SELECTED EXTRACT Start Marker

No. 208.
Mr. Fish to Mr. Washburne.

No. 660.]

Sir: Referring to Mr. Hoffman’s dispatch of the31st of August last, No. 1027, on the subject of marriages abroad between American citizens, I deem it proper to call your attention to the recent instructions , of the Department on that subject, to which the observations of Mr. Hoffman, in the dispatch referred to, are directed.

The question, no less from the intrinsic importance which attaches to a contract of so serious a nature, than in view of the grave consequences which may result, not only to the parties themselves, but to their offspring, from a misapprehension of the law governing such contracts, has been one of no little solicitude to the Department. It may be stated as a general rule, subject to few and rarely-occurring exceptions, that a marriage, solemnized according to the laws of the country in which it is celebrated, will be recognized as valid and binding under the laws of all other civilized or Christian nations; hence, while it was deemed proper to gratify the natural wish of American citizens to have a contract of such interest to them solemnized under the flag of their own country, and that the hospitality of the legation should be extended to them for that purpose, the Department at the same time considered it only safe and prudent to advise them “that a ceremony of marriage performed within the precincts of a legation may nevertheless be deemed to be performed in the country within which the legation is situated, and therefore ought, in all respects, to comply with the requirements of the laws of that country, in order to insure its validity.” The wisdom of this precautionary measure with regard to the marriage of American citizens at the United States legation in Paris is at once evident from the two cases which Mr. Hoffman instances, in which marriages, solemnized in each case at the respective embassy of one of the contracting parties, were both subsequently annulled by a French judicial tribunal. These two cases suggest a rather awkward commentary on the opinions of Mr. Moreau, adduced by Mr. Hoffman, in support of his own criticism of the views of the Department. Mr. Moreau’s opinion is to the effect “that a marriage contracted between Americans before the minister of the United States, and at the hotel of the legation, is valid in the eyes of French law.”

SELECTED EXTRACT End Marker
EXCERPTED RECORDS Start Marker

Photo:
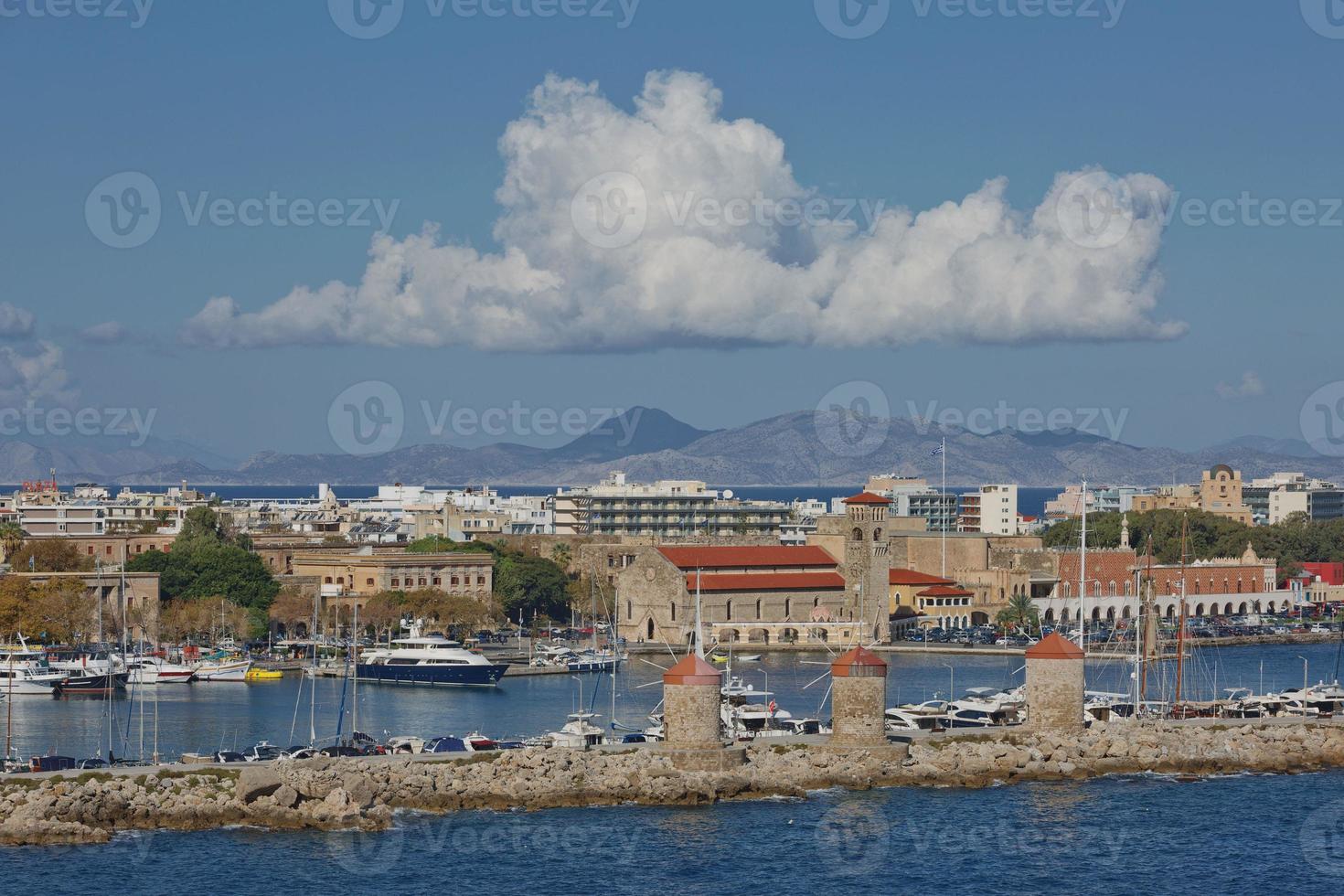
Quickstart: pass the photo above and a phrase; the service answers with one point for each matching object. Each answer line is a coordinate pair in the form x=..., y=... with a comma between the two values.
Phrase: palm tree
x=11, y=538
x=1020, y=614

EXCERPTED RECORDS End Marker
EXCERPTED RECORDS Start Marker

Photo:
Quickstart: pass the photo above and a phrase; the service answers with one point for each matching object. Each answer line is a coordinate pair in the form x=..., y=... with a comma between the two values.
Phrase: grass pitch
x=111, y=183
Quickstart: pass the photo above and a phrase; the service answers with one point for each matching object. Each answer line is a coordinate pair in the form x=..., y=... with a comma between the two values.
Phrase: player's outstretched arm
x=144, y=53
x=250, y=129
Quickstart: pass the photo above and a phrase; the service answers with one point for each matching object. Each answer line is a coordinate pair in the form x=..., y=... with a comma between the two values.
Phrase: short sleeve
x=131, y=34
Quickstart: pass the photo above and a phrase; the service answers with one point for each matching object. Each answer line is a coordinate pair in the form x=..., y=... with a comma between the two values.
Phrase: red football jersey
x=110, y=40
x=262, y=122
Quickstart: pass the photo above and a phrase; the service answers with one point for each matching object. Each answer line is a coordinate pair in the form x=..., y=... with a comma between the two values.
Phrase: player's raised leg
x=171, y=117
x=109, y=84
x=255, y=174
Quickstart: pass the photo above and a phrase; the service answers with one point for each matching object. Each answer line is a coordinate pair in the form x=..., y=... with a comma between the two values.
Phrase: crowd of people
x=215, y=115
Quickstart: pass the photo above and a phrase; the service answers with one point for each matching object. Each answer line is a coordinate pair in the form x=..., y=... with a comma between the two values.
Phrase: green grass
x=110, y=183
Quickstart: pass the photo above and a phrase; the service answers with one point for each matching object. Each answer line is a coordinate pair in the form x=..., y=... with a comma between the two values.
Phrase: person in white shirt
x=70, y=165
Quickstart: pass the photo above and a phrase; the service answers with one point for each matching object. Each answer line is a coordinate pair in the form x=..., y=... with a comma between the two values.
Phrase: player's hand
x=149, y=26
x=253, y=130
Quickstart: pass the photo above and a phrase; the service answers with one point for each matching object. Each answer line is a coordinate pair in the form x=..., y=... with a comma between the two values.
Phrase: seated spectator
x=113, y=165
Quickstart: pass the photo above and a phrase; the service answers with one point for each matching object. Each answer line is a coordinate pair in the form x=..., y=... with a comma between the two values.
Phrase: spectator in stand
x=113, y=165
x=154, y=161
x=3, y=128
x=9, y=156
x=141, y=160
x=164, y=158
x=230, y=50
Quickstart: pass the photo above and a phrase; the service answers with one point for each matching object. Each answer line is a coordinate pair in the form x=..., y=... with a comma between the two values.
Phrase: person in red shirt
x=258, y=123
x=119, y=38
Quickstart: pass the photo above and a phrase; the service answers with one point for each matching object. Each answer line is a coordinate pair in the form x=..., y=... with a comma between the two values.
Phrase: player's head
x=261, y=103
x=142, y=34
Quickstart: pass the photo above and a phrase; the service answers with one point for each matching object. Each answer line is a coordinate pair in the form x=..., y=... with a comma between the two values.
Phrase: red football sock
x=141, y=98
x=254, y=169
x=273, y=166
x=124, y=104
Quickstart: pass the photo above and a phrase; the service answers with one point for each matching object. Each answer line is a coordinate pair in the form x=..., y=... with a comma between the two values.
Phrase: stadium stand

EXCERPTED RECORDS End Marker

#### [PROBLEM DESCRIPTION]
According to the dispatch on marriages abroad between American citizens, what annulled the two embassy marriages that Mr. Hoffman instances?

#### [TASK SOLUTION]
A French judicial tribunal annulled them.